* **Exercise description**: Please write out the listing again, keeping every character the same.

* **Data shown**:
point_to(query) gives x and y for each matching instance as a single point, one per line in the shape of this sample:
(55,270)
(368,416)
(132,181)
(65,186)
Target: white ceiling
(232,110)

* **Answer below**:
point_to(query) gives x and y for each matching instance as a single point, one per line in the shape of this sample:
(55,270)
(368,416)
(132,181)
(65,186)
Target: white ceiling
(232,110)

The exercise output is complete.